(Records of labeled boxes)
★ ★ ★

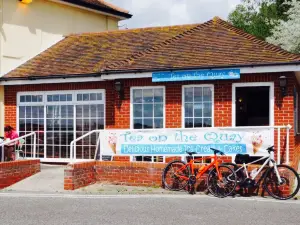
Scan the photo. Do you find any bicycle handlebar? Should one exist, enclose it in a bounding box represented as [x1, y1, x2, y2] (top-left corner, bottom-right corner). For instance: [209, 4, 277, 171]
[210, 148, 225, 155]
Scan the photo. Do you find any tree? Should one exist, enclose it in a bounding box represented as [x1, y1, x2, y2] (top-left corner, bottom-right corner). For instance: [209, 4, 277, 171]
[267, 0, 300, 53]
[228, 0, 299, 40]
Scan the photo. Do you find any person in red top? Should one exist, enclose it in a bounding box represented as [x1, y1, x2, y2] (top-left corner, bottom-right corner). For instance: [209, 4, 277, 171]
[4, 126, 19, 161]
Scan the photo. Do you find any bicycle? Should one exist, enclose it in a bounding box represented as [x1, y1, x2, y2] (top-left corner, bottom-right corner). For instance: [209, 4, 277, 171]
[224, 146, 300, 200]
[162, 148, 237, 197]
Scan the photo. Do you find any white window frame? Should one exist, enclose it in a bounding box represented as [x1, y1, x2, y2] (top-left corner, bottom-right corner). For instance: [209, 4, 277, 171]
[181, 84, 215, 129]
[130, 86, 166, 163]
[231, 82, 274, 127]
[130, 86, 166, 130]
[16, 89, 106, 162]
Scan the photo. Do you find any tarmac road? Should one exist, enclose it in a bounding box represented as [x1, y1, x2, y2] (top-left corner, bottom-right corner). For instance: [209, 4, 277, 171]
[0, 192, 300, 225]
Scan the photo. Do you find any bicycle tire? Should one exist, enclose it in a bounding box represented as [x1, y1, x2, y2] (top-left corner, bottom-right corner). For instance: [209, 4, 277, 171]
[162, 160, 190, 191]
[263, 164, 300, 200]
[207, 164, 237, 198]
[222, 162, 246, 185]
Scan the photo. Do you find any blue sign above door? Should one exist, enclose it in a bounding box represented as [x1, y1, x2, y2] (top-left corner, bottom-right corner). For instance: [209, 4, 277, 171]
[152, 69, 240, 82]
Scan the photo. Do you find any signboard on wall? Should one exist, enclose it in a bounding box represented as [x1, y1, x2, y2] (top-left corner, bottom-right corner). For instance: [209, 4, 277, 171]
[152, 69, 240, 82]
[100, 127, 274, 156]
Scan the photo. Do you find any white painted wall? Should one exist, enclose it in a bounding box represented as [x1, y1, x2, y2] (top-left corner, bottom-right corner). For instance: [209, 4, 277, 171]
[0, 0, 120, 76]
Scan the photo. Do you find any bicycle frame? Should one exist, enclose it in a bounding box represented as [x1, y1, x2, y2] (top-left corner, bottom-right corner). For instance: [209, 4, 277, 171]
[235, 152, 282, 183]
[176, 155, 222, 180]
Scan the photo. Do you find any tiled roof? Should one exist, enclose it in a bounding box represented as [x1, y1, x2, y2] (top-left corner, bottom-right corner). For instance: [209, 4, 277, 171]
[5, 18, 300, 78]
[59, 0, 132, 18]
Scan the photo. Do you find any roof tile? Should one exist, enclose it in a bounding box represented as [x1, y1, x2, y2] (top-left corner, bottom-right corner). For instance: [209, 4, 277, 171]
[5, 18, 300, 78]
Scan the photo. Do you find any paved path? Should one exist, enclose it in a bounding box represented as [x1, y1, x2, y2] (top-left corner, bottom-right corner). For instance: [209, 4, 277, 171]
[0, 193, 300, 225]
[4, 164, 66, 192]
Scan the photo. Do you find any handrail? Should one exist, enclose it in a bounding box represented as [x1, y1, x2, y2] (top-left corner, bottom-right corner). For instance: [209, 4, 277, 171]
[70, 130, 101, 161]
[0, 132, 36, 162]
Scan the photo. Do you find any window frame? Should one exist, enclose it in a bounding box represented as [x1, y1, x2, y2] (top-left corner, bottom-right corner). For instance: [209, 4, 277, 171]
[181, 84, 215, 129]
[130, 86, 166, 130]
[16, 89, 106, 162]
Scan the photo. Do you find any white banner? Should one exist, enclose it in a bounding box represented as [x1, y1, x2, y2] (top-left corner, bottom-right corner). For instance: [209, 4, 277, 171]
[100, 127, 274, 156]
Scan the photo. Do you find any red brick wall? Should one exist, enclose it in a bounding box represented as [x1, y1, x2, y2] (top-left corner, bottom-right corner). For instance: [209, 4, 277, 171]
[0, 160, 41, 189]
[5, 73, 296, 165]
[64, 161, 96, 190]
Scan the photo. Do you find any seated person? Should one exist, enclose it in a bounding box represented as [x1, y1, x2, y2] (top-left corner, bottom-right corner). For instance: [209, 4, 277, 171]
[4, 126, 19, 161]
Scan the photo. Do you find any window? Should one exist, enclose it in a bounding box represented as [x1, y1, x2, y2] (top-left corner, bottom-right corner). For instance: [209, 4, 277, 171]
[183, 85, 213, 128]
[131, 87, 165, 162]
[131, 87, 164, 129]
[18, 90, 105, 159]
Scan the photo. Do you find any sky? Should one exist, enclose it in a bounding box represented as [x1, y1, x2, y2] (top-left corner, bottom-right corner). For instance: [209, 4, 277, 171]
[106, 0, 241, 29]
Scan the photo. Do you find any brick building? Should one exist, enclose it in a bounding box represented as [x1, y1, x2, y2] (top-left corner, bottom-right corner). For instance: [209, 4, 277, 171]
[1, 18, 300, 169]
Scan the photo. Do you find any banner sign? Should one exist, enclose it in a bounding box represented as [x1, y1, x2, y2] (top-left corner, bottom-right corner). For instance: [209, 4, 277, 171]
[152, 69, 240, 82]
[100, 128, 274, 156]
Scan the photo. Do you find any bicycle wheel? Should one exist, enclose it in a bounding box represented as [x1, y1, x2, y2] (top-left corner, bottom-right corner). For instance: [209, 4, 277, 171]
[263, 165, 300, 200]
[207, 165, 237, 198]
[162, 160, 190, 191]
[222, 163, 246, 185]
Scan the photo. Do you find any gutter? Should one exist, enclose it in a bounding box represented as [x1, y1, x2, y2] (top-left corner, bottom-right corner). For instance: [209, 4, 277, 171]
[101, 60, 300, 75]
[0, 61, 300, 82]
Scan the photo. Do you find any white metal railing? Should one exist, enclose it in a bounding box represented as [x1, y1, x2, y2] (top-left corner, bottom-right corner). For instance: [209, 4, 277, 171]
[0, 132, 36, 162]
[70, 125, 292, 164]
[70, 130, 102, 162]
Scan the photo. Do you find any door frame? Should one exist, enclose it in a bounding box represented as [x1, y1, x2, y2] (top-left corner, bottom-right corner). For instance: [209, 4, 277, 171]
[231, 82, 274, 127]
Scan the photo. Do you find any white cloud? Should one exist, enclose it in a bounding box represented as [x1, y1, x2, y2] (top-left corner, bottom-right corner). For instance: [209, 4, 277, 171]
[107, 0, 240, 28]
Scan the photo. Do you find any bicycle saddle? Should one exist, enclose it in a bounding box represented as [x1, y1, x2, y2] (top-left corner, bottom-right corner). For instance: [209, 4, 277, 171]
[210, 148, 225, 155]
[186, 152, 197, 156]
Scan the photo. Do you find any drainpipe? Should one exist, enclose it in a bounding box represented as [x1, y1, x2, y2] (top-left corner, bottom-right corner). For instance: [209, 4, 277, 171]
[0, 0, 4, 136]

★ ★ ★

*WHAT THE TASK ASKS*:
Reproduce every line of the entries above word for word, leaving out the pictures.

*EXPECTED OUTPUT*:
Scan the photo. Do you find any bicycle handlebar? Should one exist, enclose it in a bounding box represented as [x1, y1, x2, y2] (top-left corner, bottom-right corner). For instance: [209, 4, 277, 171]
[210, 148, 225, 155]
Scan the photo. Do you find any tree? Should one exist, enclose it in a bounding box represented as [x1, y1, x2, y2] (top-left corner, bottom-right corner). For instance: [209, 4, 277, 171]
[267, 0, 300, 53]
[228, 0, 299, 40]
Scan the photo. Do you find any person in red top? Should one exist, enclose it in a bounding box represented as [x1, y1, x2, y2] (top-left corner, bottom-right corner). For instance: [209, 4, 277, 171]
[4, 126, 19, 161]
Scan the photo. Do you find any bicycle? Should one exist, enclose it in a bounding box represented as [x1, y1, x2, y2] (top-left corner, bottom-right corner). For instance: [209, 4, 277, 171]
[224, 146, 300, 200]
[162, 148, 237, 197]
Scan the photo. Do you find any white window frame? Should one exist, enclose it in a bounding box represented as [x1, y1, x2, y2] (top-left corner, bottom-right corner). For instance: [209, 4, 277, 171]
[181, 84, 215, 129]
[130, 86, 166, 163]
[231, 82, 274, 127]
[130, 86, 166, 130]
[16, 89, 106, 162]
Scan the photo. Do you find any tarmac road? Should one exist, enclose it in a bounding box represented as [x1, y1, x2, y2] (top-left corner, bottom-right corner). For instance: [209, 4, 277, 171]
[0, 192, 300, 225]
Scan the photo. Do you find any bicycle tire? Should one exist, enclose it in a bounding box represented as [x1, y1, x2, y2] (top-left corner, bottom-right corner). For instance: [209, 4, 277, 171]
[162, 160, 190, 191]
[263, 164, 300, 200]
[207, 164, 237, 198]
[222, 162, 246, 185]
Scan the photo. Do you find any blue sign above door? Should one exist, enclose it in a bounding box represented as [x1, y1, x2, y2] (top-left corner, bottom-right corner). For instance: [209, 4, 277, 171]
[152, 69, 240, 82]
Scan the photo. Do you find any signboard on wall? Should one exist, enclose it in a bounding box represented as [x1, y1, x2, y2] (top-left corner, bottom-right corner). For instance: [209, 4, 277, 171]
[152, 69, 240, 82]
[100, 127, 274, 156]
Scan the photo. Do you find any white painted wall? Should one exist, enclose it in a bounding box represented as [x1, y1, x2, y2] (top-left corner, bottom-right corner). For instance: [209, 4, 277, 171]
[0, 0, 120, 76]
Scan the photo. Do you find any bicycle frame? Should one exist, enclose it in a bounding box represented as [x1, y1, x2, y2] (top-left corner, bottom-right corner). For instance: [209, 4, 277, 171]
[235, 152, 282, 183]
[176, 155, 222, 180]
Scan the photo. Do you find any tiled roof? Should one exist, enclose it in a bounding box represented as [x1, y1, x2, y2] (top-left corner, bottom-right corner). For instance: [209, 4, 277, 171]
[5, 18, 300, 78]
[59, 0, 132, 18]
Scan the photo. Do you find any roof tile? Should one exist, enclose it in a bounding box represented as [x1, y1, x2, y2] (top-left corner, bottom-right corner). For instance: [209, 4, 277, 171]
[5, 18, 300, 78]
Scan the photo. Do you find any paved path? Should one exist, enclose it in a bounding box represented as [x1, y1, x2, y2] (top-left corner, bottom-right corner). For instance: [209, 4, 277, 171]
[0, 193, 300, 225]
[4, 164, 66, 192]
Scan the photo. Do you find any handrail? Should one exist, enclose it in a bounding box represented as [x1, y1, x2, y2] (top-left corner, bottom-right corner). For instance: [209, 4, 277, 171]
[70, 130, 101, 161]
[0, 132, 36, 162]
Scan the photo. Do you find any window frame? Should one exist, enclose it in a bounding box represented as [x1, y1, x2, y2] (top-left corner, bottom-right corner). For instance: [209, 4, 277, 171]
[181, 84, 215, 129]
[130, 86, 166, 130]
[16, 89, 106, 162]
Scan the photo. Do you find any white banner? Should one exist, enclose it in a bounding box represented as [x1, y1, x2, y2] (top-left corner, bottom-right corner). For instance: [209, 4, 277, 171]
[100, 127, 274, 156]
Scan the photo. Do you find any red brick wall? Should one exist, enclose it in a bounding box represented as [x1, y1, x2, y2] (top-left corner, bottom-right corner). For instance: [209, 4, 277, 171]
[0, 160, 41, 189]
[5, 73, 296, 165]
[64, 161, 96, 190]
Scan the photo. Do you find any seated person? Should one exist, enclose it in a bounding box represented as [x1, y1, x2, y2] (top-left corner, bottom-right corner). For instance: [209, 4, 277, 171]
[4, 126, 19, 161]
Scan the photo. Do you find any window? Should one exist, enclose it in a bounding box represented as [x1, y1, x2, y2] (top-left corner, bottom-right corner). For instance: [209, 4, 277, 171]
[183, 85, 213, 128]
[131, 87, 165, 162]
[131, 87, 164, 129]
[18, 90, 105, 159]
Scan the photo. Do you find any sky? Should one exist, enclose it in a bounding box represented as [x1, y1, x2, y2] (top-left corner, bottom-right corner). For instance: [209, 4, 277, 171]
[106, 0, 241, 29]
Scan the photo. Do you find any brick building? Should one exist, enclose it in a bounding box represented as [x1, y1, x2, y2] (top-left corner, bottom-right corner). For instance: [209, 4, 277, 171]
[1, 18, 300, 169]
Scan the photo. Do you find any banner sign? Should one exist, enclose it in a bounding box represented as [x1, y1, x2, y2] (top-left corner, bottom-right corner). For instance: [209, 4, 277, 171]
[152, 69, 240, 82]
[100, 128, 274, 156]
Scan the photo. Do you find any bicycle wheel? Should one exist, enclose it in a bounding box represented as [x1, y1, x2, y2] (top-left corner, bottom-right corner). For instance: [209, 4, 277, 171]
[263, 165, 300, 200]
[207, 165, 237, 198]
[162, 160, 190, 191]
[222, 163, 246, 185]
Scan the photo. Do you find any gutter? Should one exist, enclose it in a bounding box represented as [x1, y1, x2, y2] (top-left corner, bottom-right corner). For instance: [209, 4, 277, 171]
[101, 60, 300, 75]
[0, 61, 300, 82]
Scan the photo. Do you find any white metal railing? Should one exist, enclose it in a bounding box represented as [x1, y1, x2, y2] (top-left corner, bottom-right corner). For instance: [209, 4, 277, 171]
[0, 132, 36, 162]
[70, 125, 292, 164]
[70, 130, 102, 162]
Scan the photo. Do you find any door frame? Should one exist, enclose it in a bounding box represented as [x1, y1, x2, y2] (top-left corner, bottom-right corner). For instance: [209, 4, 277, 171]
[231, 82, 274, 127]
Scan the photo. Do you find any white cloud? Should one exist, enclose it in a bounding box represented as [x1, y1, x2, y2] (top-left corner, bottom-right corner). For instance: [209, 4, 277, 171]
[107, 0, 240, 28]
Scan the photo. Do you find any bicycle saddle? Should one exist, enclose it in a bounding box represented as [x1, y1, x2, y2] (top-left corner, bottom-right corner). For instance: [209, 4, 277, 171]
[210, 148, 225, 155]
[186, 152, 197, 156]
Scan the photo. Do you find any drainpipe? Should one exist, enclose it in a bounding box represented as [x1, y1, x2, y2] (top-left corner, bottom-right corner). For instance: [209, 4, 277, 171]
[0, 0, 4, 136]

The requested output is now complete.